[Consigne] Indiquez par oui ou par non si chaque affirmation ci-dessous concorde avec l'extrait sur le développement, en citant les mots décisifs de l'extrait. 1. Le développement se limite à la satisfaction des besoins fondamentaux. 2. Il existe aujourd'hui un consensus sur la stratégie à suivre pour satisfaire les besoins fondamentaux. 3. Le point de départ du développement diffère beaucoup selon les pays.

[Extrait à lire]
____
Le développement ne doit pas être limité à la satisfaction des besoins fondamentaux. Il y a d’autres besoins, d’autres buts et d’autres valeurs. Le développement inclut la liberté d’expression et de publication, le droit de donner et de recevoir des idées et des impulsions. Il y a un profond besoin social de participation pour poser les bases de sa propre existence et pour contribuer à créer le monde futur. Par dessus tout, le développement englobe le droit de travailler, ce qui ne signifie pas seulement le droit d’avoir un travail, mais celui d’y trouver un accomplissement personnel, le droit de ne pas être aliéné à travers des procédés de production qui utilisent les hommes comme des outils.
La diversité du développement
Au delà des besoins matériels, des buts et des valeurs, la plupart de ces choses dépend de la satisfaction des besoins fondamentaux, qui est notre première préoccupation. Aujourd’hui, il n’y a pas de consensus quant à la stratégie à suivre pour satisfaire ces besoins fondamentaux. Mais nous avons de bons exemples, même dans les pays pauvres. Ils montrent que le point de départ du développement varie considérablement d’un pays à l’autre, pour des raisons historiques, culturelles et pour d’autres raisons. En conséquences, nous soulignons la nécessité de suivre différentes routes vers le développement. Nous rejetons la pensée unique qui voit le développement essentiellement et inévitablement comme l’effort fait pour imiter le modèle historique de pays qui, pour différentes raisons, sont actuellement riches. C’est pourquoi nous rejetons le concept « d’écarts » dans le développement. Le but n’est pas de « se mettre à niveau », mais d’assurer une qualité de vie pour tous avec une base productive compatible avec les besoins des générations futures.
____
[Bloc de données]
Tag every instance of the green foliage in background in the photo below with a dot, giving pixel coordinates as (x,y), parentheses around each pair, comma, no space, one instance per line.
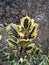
____
[Réponse]
1. Non : « Le développement ne doit pas être limité à la satisfaction des besoins fondamentaux. »
2. Non : « Aujourd’hui, il n’y a pas de consensus quant à la stratégie à suivre pour satisfaire ces besoins fondamentaux. »
3. Oui : « le point de départ du développement varie considérablement d’un pays à l’autre »